**ASSIGNED TASK**
Repeat the records below in their entirety, exactly.

**DATA PROVIDED**
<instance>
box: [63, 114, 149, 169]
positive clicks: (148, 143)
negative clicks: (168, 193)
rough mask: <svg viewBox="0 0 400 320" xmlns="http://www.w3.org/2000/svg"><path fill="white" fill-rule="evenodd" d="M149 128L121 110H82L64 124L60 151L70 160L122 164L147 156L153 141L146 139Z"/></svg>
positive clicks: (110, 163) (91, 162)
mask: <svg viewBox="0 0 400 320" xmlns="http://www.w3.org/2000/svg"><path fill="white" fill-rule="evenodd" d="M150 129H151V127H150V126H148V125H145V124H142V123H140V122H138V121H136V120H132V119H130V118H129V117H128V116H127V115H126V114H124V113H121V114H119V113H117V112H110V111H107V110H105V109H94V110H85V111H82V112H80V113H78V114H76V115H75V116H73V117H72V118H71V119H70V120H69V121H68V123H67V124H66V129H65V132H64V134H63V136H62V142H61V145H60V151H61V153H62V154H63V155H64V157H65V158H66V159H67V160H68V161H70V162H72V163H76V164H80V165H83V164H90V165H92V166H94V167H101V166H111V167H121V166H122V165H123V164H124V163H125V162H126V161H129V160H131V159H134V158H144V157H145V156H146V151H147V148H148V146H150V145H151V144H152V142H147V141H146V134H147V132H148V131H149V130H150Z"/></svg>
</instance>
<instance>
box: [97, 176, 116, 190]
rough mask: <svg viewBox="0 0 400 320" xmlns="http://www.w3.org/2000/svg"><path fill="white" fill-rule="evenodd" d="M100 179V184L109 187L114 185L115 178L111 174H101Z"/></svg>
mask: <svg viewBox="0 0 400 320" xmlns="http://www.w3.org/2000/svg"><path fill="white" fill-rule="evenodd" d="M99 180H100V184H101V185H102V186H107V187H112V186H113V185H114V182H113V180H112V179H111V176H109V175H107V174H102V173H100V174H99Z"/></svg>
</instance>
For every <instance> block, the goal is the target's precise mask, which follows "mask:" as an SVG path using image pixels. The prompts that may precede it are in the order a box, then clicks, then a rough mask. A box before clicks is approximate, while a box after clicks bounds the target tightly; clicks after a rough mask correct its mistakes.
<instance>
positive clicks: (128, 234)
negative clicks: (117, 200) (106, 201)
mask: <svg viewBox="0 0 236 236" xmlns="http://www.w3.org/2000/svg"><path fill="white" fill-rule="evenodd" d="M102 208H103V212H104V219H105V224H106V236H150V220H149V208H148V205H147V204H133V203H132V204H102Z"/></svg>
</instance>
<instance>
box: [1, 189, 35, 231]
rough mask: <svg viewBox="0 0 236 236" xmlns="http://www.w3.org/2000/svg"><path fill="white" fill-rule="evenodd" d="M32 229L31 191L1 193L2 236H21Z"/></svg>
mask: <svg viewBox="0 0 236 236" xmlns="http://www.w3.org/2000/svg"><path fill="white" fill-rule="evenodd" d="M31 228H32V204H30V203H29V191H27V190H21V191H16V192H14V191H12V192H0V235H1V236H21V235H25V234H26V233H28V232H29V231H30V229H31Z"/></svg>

**WRITTEN ANSWER**
<instance>
box: [63, 114, 149, 169]
positive clicks: (148, 143)
negative clicks: (168, 193)
rough mask: <svg viewBox="0 0 400 320" xmlns="http://www.w3.org/2000/svg"><path fill="white" fill-rule="evenodd" d="M149 128L121 110H82L64 124L60 151L70 160L122 164L147 156L153 141L146 139Z"/></svg>
positive clicks: (110, 163) (91, 162)
mask: <svg viewBox="0 0 400 320" xmlns="http://www.w3.org/2000/svg"><path fill="white" fill-rule="evenodd" d="M150 129H151V127H150V126H148V125H145V124H142V123H140V122H138V121H136V120H132V119H130V118H129V117H128V116H127V115H126V114H124V113H121V114H119V113H117V112H110V111H107V110H105V109H94V110H85V111H82V112H80V113H78V114H76V115H75V116H73V117H72V118H71V119H70V120H69V121H68V123H67V124H66V129H65V132H64V134H63V136H62V142H61V145H60V151H61V153H62V154H63V155H64V157H65V158H66V159H67V160H68V161H70V162H72V163H76V164H80V165H83V164H90V165H92V166H94V167H101V166H111V167H121V166H122V165H123V164H124V163H125V162H126V161H129V160H131V159H134V158H144V157H145V156H146V151H147V148H148V146H150V145H151V144H152V142H147V141H146V134H147V132H148V131H149V130H150Z"/></svg>
</instance>
<instance>
box: [97, 176, 116, 190]
rough mask: <svg viewBox="0 0 400 320" xmlns="http://www.w3.org/2000/svg"><path fill="white" fill-rule="evenodd" d="M100 179V184L109 187L114 185L115 178L111 174H101Z"/></svg>
mask: <svg viewBox="0 0 400 320" xmlns="http://www.w3.org/2000/svg"><path fill="white" fill-rule="evenodd" d="M99 180H100V184H101V185H102V186H107V187H112V186H113V185H114V182H113V180H112V179H111V176H109V175H107V174H102V173H100V174H99Z"/></svg>
</instance>
For every <instance> block, the goal is the target's precise mask, which follows "mask:" as an SVG path using image pixels. The prompts that may precede it are in the order a box, then clicks, then a rough mask. A box before clicks is approximate, while a box after clicks bounds the target tightly; clicks after a rough mask correct its mistakes.
<instance>
positive clicks: (128, 234)
negative clicks: (117, 200) (106, 201)
mask: <svg viewBox="0 0 236 236" xmlns="http://www.w3.org/2000/svg"><path fill="white" fill-rule="evenodd" d="M102 208H103V212H104V219H105V224H106V236H150V220H149V208H148V205H147V204H133V203H132V204H102Z"/></svg>
</instance>
<instance>
box: [1, 189, 35, 231]
rough mask: <svg viewBox="0 0 236 236" xmlns="http://www.w3.org/2000/svg"><path fill="white" fill-rule="evenodd" d="M32 229L31 191L1 193L2 236H21Z"/></svg>
mask: <svg viewBox="0 0 236 236" xmlns="http://www.w3.org/2000/svg"><path fill="white" fill-rule="evenodd" d="M31 228H32V204H30V203H29V191H27V190H21V191H16V192H14V191H12V192H0V235H1V236H21V235H25V234H26V233H28V232H29V231H30V229H31Z"/></svg>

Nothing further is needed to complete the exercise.